> _Aim of the exercise_:
Reproduce every entry exactly.

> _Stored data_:
>> Start
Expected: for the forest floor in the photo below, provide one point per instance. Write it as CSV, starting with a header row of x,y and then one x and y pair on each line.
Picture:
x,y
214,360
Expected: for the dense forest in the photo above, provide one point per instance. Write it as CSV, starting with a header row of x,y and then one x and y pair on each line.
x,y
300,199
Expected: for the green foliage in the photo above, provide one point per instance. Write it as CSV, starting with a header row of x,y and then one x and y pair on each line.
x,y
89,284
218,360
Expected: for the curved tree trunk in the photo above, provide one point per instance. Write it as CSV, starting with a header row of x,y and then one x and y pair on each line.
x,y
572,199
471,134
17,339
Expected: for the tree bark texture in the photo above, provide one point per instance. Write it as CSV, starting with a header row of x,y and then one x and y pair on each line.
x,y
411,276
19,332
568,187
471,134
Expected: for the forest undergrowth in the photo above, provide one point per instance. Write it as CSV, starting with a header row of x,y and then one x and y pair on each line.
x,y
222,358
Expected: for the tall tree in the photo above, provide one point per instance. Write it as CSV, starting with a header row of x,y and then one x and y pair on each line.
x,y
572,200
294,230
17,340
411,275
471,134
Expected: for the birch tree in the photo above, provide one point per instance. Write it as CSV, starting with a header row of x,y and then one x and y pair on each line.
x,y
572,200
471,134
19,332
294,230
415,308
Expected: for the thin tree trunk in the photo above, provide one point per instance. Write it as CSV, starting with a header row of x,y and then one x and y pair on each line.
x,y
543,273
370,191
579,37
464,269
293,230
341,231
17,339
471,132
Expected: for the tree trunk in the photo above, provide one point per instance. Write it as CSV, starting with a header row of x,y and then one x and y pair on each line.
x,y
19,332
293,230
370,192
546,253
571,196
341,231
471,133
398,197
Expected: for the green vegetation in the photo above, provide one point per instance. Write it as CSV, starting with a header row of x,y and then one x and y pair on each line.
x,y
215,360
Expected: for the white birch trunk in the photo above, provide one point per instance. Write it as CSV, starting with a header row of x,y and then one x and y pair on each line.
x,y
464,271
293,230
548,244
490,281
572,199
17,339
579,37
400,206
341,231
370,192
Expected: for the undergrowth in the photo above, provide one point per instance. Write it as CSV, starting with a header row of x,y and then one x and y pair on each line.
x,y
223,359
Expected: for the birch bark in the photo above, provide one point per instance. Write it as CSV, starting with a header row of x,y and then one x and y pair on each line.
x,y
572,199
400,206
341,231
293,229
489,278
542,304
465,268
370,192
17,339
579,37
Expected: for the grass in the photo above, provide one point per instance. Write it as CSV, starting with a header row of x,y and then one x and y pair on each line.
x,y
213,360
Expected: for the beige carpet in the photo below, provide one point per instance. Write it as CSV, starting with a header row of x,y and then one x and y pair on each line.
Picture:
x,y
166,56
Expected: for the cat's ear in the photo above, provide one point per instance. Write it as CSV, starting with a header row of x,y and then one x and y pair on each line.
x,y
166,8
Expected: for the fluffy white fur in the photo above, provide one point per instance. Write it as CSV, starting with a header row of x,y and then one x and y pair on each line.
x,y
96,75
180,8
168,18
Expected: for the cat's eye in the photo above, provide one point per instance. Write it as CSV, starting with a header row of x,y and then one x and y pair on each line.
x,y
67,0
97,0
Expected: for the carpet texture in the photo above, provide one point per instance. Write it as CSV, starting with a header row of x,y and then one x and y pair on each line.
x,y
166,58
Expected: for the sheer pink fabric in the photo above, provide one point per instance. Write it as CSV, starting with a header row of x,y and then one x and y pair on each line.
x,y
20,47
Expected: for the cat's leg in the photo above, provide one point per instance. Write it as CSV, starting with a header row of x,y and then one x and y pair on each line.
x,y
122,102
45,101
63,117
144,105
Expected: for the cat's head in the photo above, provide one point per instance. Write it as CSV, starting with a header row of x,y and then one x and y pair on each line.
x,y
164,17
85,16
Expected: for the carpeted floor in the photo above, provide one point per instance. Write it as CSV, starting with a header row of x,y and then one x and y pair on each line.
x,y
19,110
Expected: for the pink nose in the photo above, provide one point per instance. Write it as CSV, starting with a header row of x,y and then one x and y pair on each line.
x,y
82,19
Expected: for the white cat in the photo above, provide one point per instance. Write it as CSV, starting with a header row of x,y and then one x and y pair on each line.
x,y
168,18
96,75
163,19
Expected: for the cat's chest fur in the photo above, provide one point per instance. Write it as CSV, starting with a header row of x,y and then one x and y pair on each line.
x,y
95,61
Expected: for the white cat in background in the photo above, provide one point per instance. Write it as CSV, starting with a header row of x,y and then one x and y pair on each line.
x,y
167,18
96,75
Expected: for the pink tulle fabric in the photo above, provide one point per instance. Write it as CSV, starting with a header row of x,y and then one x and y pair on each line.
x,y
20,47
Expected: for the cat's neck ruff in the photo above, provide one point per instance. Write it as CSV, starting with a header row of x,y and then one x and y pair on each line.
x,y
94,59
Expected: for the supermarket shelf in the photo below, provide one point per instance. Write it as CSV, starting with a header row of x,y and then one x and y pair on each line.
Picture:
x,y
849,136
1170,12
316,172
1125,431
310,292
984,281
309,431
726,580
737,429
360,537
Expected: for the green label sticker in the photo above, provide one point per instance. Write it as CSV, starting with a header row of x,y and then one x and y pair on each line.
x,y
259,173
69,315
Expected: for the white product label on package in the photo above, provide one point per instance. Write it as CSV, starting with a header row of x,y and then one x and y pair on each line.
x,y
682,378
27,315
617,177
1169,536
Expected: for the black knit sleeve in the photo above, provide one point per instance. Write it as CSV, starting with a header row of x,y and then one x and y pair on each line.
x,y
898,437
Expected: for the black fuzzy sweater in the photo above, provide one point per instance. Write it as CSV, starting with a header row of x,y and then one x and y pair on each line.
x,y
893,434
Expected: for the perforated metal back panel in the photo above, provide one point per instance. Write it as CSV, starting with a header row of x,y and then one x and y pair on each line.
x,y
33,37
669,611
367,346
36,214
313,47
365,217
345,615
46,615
>> End
> _Solution_:
Expected: for the forest floor in the photo below, provide one point per instance. Write it as CSV, starting with a header row of x,y and then one x and y pair on each line.
Picture:
x,y
214,360
Expected: for the dense forest in the photo above, provide one point per instance. Write it as CSV, starting with a header row of x,y and then one x and y pair on each line.
x,y
300,199
Expected: for the green foliage in the photo above, provide one point per instance. Write it as CSV, starting with a header row of x,y and then one x and y pair on each line.
x,y
89,284
218,360
Expected: for the curved tree trunk in the photo above, provide one point per instance. Write it as CSV, starting with a header row of x,y and then one x and y pair on each line.
x,y
572,199
471,134
17,339
Expected: for the tree bark texture in the photo above, provide one point per instance. Write it as CSV, starting with a header row of x,y and then one x and y pair on each line.
x,y
411,276
19,332
568,187
471,134
Expected: for the forest undergrowth in the photo above, provide one point per instance. Write it as CSV, starting with a header row of x,y and then one x and y pair on each line.
x,y
222,358
Expected: for the tall tree in the photo above, provide one point per instance. Write it as CSV, starting with a header row of x,y and then one x and y pair on each line.
x,y
572,200
294,230
17,340
411,275
471,134
Expected: for the birch tree in the photo above, provide one point per instance. Write it as CSV, starting with a header row of x,y and then one x and y pair on each line.
x,y
572,200
471,134
19,332
294,230
415,308
Expected: for the thin tree trunk in the photo above, provide one point per instance. Write it as CSV, starting with a header row of x,y and then one x and y pair on each line.
x,y
543,273
370,191
579,37
464,269
293,230
341,231
17,339
471,132
Expected: for the tree trunk in the photo above, provide one point per instance. Write it as CSV, starting with a header row of x,y and then one x and y pair on each line.
x,y
19,332
293,230
370,192
546,253
571,196
341,231
471,133
398,197
Expected: for the green vegetation in the photo above, provide one point per instance. Write it as CSV, starting with a header row of x,y and then one x and y pair on each line.
x,y
215,360
Expected: for the white birch trunk in the photo above, provide one point per instance. Write it as CSV, starting with a header row of x,y and then one x and y pair on each line.
x,y
464,271
293,230
548,244
490,281
572,199
17,339
579,37
400,206
341,231
370,192
Expected: for the undergrowth in the photo above, provide one point per instance. Write it as CSV, starting with a header row of x,y and then one x and y pair on each line.
x,y
223,359
Expected: for the birch bark in the photo above, provide one point per instance. Write it as CSV, starting with a header row of x,y and then one x and y pair on each line.
x,y
572,199
400,206
341,231
293,229
489,278
542,304
465,268
370,192
17,339
579,37
Expected: for the grass in the photo above, provide one point per instance. Write it as CSV, starting with a header row of x,y and then one x and y pair on each line.
x,y
213,360
Expected: for the beige carpet in the photo below, provide one point per instance. Write it as CSV, starting with a header row of x,y and then one x and y pair on each line.
Picture:
x,y
166,56
Expected: for the cat's ear in the photo above, provide one point per instance. Write it as CSV, starting with a header row of x,y and then one x and y pair on each line.
x,y
166,8
Expected: for the fluffy white fur in the photo above, provide one point per instance. Write it as CSV, starting with a header row of x,y and then one x and y pair on each line.
x,y
96,75
180,8
168,18
Expected: for the cat's eye in the photo above, provide one point per instance. Write it as CSV, starting with a header row of x,y and then one x and y pair on each line.
x,y
67,0
97,0
Expected: for the carpet texture in the photo above, provide one point per instance. Write it as CSV, starting with a header row of x,y and then one x and y pair on each line.
x,y
166,58
Expected: for the sheer pink fabric in the photo above, provide one point per instance. Write it as CSV, starting with a header row of x,y and then one x and y pair on each line.
x,y
20,47
Expected: for the cat's leg in the photo above, provide one point per instance. Write it as CSV, starting with a header row of x,y and then one x and y pair on each line.
x,y
122,102
45,101
63,117
144,105
Expected: for the cat's head in the photo above, provide one point per instance. Write it as CSV, starting with a header row of x,y and then one x and y pair on each line.
x,y
164,17
85,16
Expected: for the carpeted floor in the photo above, provide one point per instance. Write it as CSV, starting with a header row of x,y and then one x and y pair on each line.
x,y
19,110
Expected: for the pink nose in the photo above, provide one point per instance. Write it as CSV, starting with a header row of x,y and then one x and y pair on each line.
x,y
82,19
Expected: for the white cat in the photo above, provide one point per instance. Write it as CSV, starting with a header row of x,y and then one x and y pair on each line.
x,y
168,18
96,75
163,19
Expected: for the cat's chest fur in the photo above, provide one point per instance. Write it as CSV, starting with a header row of x,y and then one x and y pair on each line.
x,y
95,61
Expected: for the white cat in background in the photo above, provide one point per instance. Write it as CSV, starting with a header row of x,y and then one x and y pair on each line.
x,y
167,18
96,75
Expected: for the pink tulle fabric in the photo above, provide one point per instance. Write it as CSV, starting with a header row of x,y and then one x and y pair on each line.
x,y
20,47
Expected: for the cat's neck ruff in the photo above, provide one point per instance. Write it as CSV, starting with a header row of x,y and then one x and y pair on each line.
x,y
94,59
Expected: for the supermarket shelf in the photo below, provide one point per instance. Write it as CSV, starting with a header row of x,y and then one x and y pair on each line.
Picture:
x,y
849,136
1170,12
316,172
1125,431
310,292
984,281
309,431
726,580
737,429
360,537
Expected: for the green label sticker in the photo above, provide one point per instance. Write it as CSV, starting with a header row of x,y and then one x and y pair on each line.
x,y
259,173
69,315
Expected: for the white product label on package in the photo above, provide one point per instance. Write it as CSV, starting with a header row of x,y and then one x and y pair on each line.
x,y
682,378
27,315
617,177
1169,536
Expected: for the black knit sleeve in the photo above, provide one point per instance. Write it as CSV, starting with a header row of x,y and then one x and y pair on each line.
x,y
898,437
Expected: for the black fuzzy sweater in the photo above, provide one point per instance. Write it as CSV, starting with a header row of x,y and then one x and y pair on each line.
x,y
893,434
Expected: for the perforated metal back panel in the photo above, provide one point per instance. Write it as CSV, starting with a header row of x,y and then one x and y pair on each line.
x,y
33,37
669,611
367,346
36,214
313,47
365,217
345,615
46,615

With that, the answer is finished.